▶ [GOAL 1] How many rows below contain the word "instance"? Give only the number.

▶ [EXCERPTED TEXT]

┄┄┄┄┄┄┄┄┄┄┄┄┄┄┄┄┄┄┄┄

2014 USA Basketball Practice

Anthony Davis steps into spotlight, is Team USA’s lynchpin


LAS VEGAS — Monday was the first day of scrimmages for Team USA in its preparation for the World Cup and Anthony Davis was in the heart of the action for the white team. He got the ball on a cut to the rim but missed a contested shot in the paint. The other blue team got the ball and as Team USA wants to do was off to the races with an outlet pass and an attempt to score in transition before the defense sets. Davis sprinted back on defense, eating up ground with his long strides, and as a guard rose up for what he thought was an open midrange jumper five seconds into the clock Davis came flying through and swatted it out of bounds with authority. It was the kind of block maybe only a couple players in the world could have made.

It was exactly what Team USA is counting on Davis to do. Every game.

The USA is going small in its run for World Cup gold, playing a lot of Kevin Durant as the four, and that puts Davis in the spotlight — he is the big man who must protect the rim on defense, he must own the glass, and also get points in the paint on offense.

Davis is the lynchpin for Team USA’s plan and for casual fans could be the breakout star of the World Cup.

“We think he’s one of the top players in the league and we need for him to be that five that nobody has,” coach Mike Krzyzewski said praising Davis. “Everyone talks about things we don’t have, well they don’t have him.”

“Kevin’s at the four, so of course we have four guys now who can play on the perimeter, so we need somebody in the paint,” Davis said of his role. “So I’m just trying to make sure I run to the front of the rim, set screens and do everything a five would do for the team. I’m not trying to get outside my lane here, just trying and do what Coach K asks.”

Look for Davis to end up on a lot of highlight reels — the floor is spaced with shooters and slashers such as Durant, Stephen Curry, Kyrie Irving, and John Wall among others and when they get in the paint the big watching Davis is going to have to slide over and block that drive. When he does Davis is going to roll to the rim.

“With the shooters the lob to him has got to be used,” Krzyzewski said.

Wednesday Davis got a couple of those alley-oops in a late scrimmage courtesy Wall and you could see how this could be all over SportsCenter when the real games start.

“It’s good to see the ball go up in the air,” Davis said with a smile.

His biggest impact, however, is going to be at the other end of the floor — he has to own the paint. Davis said he has bulked up, adding 15-20 pounds of muscle, and is ready for the more physical brand of basketball played internationally.

“There’s nothing really different except the physicality,” Davis said of playing international ball compared to the NBA (where he primarily is a power forward). “There’s no defensive three seconds which really helps be because I like to block shots.”

┄┄┄┄┄┄┄┄┄┄┄┄┄┄┄┄┄┄┄┄

(Dataset excerpt)
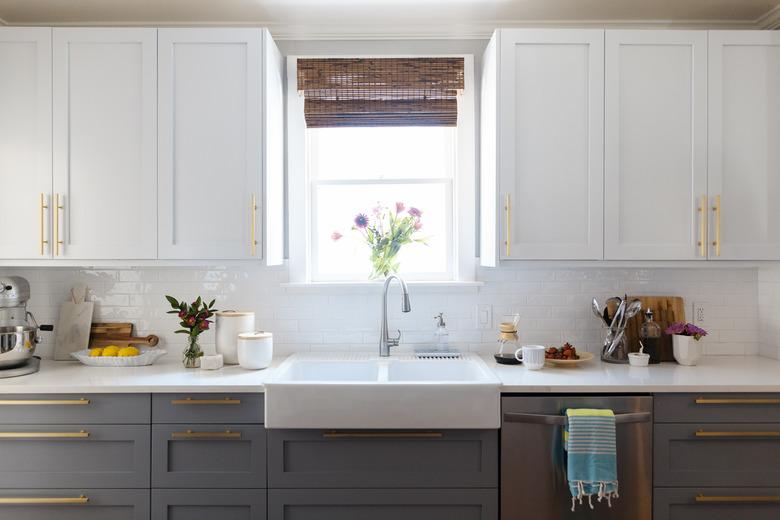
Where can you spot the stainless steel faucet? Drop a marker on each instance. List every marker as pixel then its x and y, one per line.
pixel 385 341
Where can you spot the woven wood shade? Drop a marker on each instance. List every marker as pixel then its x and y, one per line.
pixel 380 91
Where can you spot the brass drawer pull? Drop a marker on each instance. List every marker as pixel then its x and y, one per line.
pixel 189 434
pixel 704 400
pixel 190 400
pixel 24 501
pixel 45 435
pixel 43 402
pixel 702 433
pixel 736 499
pixel 382 435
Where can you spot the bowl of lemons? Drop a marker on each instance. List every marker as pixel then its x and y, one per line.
pixel 116 356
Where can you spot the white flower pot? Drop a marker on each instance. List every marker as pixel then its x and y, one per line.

┄┄┄┄┄┄┄┄┄┄┄┄┄┄┄┄┄┄┄┄

▶ [GOAL 2] Can you update the part of the Anthony Davis article that opens with the words containing "Look for Davis" and closes with "real games start." by replacing "highlight reels" with "replay packages", then write out that passage with the change?

▶ [TASK SOLUTION 1] 5

▶ [TASK SOLUTION 2]
Look for Davis to end up on a lot of replay packages — the floor is spaced with shooters and slashers such as Durant, Stephen Curry, Kyrie Irving, and John Wall among others and when they get in the paint the big watching Davis is going to have to slide over and block that drive. When he does Davis is going to roll to the rim.

“With the shooters the lob to him has got to be used,” Krzyzewski said.

Wednesday Davis got a couple of those alley-oops in a late scrimmage courtesy Wall and you could see how this could be all over SportsCenter when the real games start.